- [What you should do] Every line from the one containing "TASK = place a pin on each instance of the red" to the final line of the material below must be reproduced exactly; leave out all other lines.

- [Material provided]
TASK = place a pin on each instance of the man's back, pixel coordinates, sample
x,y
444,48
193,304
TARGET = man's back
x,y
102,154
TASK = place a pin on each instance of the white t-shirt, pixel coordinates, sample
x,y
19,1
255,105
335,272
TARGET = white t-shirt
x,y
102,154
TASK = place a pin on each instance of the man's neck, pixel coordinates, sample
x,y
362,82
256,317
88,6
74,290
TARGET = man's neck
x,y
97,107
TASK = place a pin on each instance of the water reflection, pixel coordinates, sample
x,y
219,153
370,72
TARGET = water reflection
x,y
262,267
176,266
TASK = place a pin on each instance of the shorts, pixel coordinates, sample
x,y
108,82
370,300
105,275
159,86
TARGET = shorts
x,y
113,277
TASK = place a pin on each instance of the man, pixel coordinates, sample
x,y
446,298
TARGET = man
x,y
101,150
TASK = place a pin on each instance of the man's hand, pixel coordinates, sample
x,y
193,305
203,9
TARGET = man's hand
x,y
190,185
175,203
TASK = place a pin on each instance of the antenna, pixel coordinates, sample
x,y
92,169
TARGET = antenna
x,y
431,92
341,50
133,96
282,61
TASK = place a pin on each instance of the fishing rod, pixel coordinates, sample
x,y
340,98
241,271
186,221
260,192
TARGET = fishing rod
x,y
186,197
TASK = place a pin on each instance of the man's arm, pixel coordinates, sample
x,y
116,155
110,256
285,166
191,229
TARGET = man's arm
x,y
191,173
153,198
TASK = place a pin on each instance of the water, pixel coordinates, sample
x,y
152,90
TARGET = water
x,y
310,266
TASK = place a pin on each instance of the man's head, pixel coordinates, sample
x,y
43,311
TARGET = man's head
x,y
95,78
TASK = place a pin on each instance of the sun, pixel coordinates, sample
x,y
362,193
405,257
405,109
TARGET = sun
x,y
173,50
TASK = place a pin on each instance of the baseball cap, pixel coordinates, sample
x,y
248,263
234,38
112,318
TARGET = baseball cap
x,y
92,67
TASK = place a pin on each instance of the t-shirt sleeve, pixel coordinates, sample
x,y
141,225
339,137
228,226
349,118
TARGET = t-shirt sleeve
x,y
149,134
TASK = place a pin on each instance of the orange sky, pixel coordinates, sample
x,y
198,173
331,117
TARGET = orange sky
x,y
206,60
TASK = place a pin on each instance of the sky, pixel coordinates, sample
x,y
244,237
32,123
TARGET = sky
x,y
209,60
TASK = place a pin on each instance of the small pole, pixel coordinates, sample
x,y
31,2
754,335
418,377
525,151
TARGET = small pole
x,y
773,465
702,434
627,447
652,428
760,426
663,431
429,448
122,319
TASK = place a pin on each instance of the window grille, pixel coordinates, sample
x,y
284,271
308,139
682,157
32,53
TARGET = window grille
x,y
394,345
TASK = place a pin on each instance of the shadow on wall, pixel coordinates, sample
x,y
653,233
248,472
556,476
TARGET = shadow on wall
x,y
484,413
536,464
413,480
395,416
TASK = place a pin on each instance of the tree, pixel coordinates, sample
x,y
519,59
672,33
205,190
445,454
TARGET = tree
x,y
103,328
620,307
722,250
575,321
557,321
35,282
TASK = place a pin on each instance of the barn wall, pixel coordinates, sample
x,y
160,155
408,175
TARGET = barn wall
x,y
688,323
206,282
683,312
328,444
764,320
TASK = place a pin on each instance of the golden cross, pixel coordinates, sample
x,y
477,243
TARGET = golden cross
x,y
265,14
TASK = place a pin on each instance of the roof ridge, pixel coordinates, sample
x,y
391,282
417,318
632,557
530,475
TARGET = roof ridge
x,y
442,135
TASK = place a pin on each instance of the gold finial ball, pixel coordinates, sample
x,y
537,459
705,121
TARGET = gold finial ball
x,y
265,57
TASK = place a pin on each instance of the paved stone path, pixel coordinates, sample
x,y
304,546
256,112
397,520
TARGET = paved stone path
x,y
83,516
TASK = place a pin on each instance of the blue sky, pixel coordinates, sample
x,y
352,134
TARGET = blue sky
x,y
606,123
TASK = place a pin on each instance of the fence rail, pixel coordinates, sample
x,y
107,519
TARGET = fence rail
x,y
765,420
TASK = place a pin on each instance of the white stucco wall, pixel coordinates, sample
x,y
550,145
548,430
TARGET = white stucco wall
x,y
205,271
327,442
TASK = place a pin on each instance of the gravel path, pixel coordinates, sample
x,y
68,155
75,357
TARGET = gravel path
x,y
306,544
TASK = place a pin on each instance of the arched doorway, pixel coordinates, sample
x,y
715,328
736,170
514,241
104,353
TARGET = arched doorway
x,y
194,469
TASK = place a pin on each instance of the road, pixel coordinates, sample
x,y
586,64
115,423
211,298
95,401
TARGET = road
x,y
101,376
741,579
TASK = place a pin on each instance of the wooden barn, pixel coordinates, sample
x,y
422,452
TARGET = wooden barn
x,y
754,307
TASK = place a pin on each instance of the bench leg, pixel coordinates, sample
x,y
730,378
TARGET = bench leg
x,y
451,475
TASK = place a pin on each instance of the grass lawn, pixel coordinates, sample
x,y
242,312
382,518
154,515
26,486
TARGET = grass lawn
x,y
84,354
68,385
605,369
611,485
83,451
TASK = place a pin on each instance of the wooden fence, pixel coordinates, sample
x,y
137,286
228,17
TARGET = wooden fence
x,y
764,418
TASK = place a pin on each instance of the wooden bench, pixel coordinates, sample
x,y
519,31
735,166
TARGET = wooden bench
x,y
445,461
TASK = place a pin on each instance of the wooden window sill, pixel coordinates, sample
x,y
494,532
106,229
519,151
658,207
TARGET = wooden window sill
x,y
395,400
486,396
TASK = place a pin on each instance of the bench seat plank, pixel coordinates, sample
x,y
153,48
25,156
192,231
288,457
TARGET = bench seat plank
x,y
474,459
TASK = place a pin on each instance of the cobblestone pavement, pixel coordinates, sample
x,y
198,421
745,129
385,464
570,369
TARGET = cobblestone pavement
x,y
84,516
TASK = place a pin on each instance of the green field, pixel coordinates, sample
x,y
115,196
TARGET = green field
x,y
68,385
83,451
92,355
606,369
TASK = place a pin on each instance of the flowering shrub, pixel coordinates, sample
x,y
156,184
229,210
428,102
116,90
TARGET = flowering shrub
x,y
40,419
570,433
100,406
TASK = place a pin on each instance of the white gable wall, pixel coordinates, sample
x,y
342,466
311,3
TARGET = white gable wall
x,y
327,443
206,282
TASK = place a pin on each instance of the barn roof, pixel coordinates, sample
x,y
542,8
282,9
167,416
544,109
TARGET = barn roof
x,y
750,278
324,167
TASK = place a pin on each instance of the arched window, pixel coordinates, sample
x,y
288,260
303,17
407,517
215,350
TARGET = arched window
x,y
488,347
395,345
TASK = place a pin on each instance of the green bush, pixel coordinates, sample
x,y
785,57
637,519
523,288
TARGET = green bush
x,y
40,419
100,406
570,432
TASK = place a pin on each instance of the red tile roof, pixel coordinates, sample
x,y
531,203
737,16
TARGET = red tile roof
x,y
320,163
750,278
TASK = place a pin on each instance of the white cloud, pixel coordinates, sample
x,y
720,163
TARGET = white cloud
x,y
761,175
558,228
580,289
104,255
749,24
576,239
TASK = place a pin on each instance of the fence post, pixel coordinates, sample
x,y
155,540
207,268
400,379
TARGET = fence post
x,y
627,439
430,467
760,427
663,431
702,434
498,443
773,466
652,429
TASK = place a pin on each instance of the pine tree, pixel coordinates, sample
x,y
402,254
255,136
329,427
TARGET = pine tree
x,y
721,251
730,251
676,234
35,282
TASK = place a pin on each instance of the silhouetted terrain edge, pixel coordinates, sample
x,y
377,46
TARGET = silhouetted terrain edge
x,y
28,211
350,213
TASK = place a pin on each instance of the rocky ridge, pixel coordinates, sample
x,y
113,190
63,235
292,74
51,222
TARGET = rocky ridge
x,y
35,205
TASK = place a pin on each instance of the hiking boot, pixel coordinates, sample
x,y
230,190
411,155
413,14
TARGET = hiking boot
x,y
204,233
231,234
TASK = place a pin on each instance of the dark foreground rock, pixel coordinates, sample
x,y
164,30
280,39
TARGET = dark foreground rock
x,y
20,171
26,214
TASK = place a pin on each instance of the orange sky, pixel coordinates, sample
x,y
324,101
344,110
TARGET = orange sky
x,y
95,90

- [Solved exercise]
TASK = place a pin on each instance of the red tile roof, pixel coordinates, sample
x,y
531,203
737,16
TARGET = red tile roof
x,y
320,163
750,278
TASK = place a pin on each instance of the white cloud, pixel coordinates, sample
x,y
720,163
TARGET = white cloud
x,y
761,175
558,228
580,289
104,255
749,24
576,239
TASK = place a pin on each instance of the fence post, pixel coordinates, sample
x,y
155,540
207,268
400,379
TARGET = fence post
x,y
627,439
430,467
760,427
663,431
702,434
498,443
773,466
652,429
TASK = place a pin on each instance of the pine tree, pixel coordinates, sample
x,y
402,254
255,136
329,427
TARGET = pine tree
x,y
721,251
730,251
676,234
35,282
TASK = place a pin on each instance of the silhouetted terrain edge, pixel coordinates, sample
x,y
377,46
TARGET = silhouetted terrain edge
x,y
28,211
350,213
TASK = place a pin on each instance of the rocky ridge, pixel coordinates, sample
x,y
113,190
63,235
292,74
51,222
TARGET = rocky ridge
x,y
35,205
TASK = place a pin on each instance of the hiking boot, pixel coordinates, sample
x,y
230,190
411,155
413,14
TARGET = hiking boot
x,y
204,233
231,234
TASK = place a pin on each instance of the dark foreground rock, pixel coordinates, sample
x,y
164,30
280,39
TARGET = dark foreground rock
x,y
20,171
26,214
TASK = place a pin on each instance of the orange sky, pixel coordinates, sample
x,y
324,101
344,110
TARGET = orange sky
x,y
95,90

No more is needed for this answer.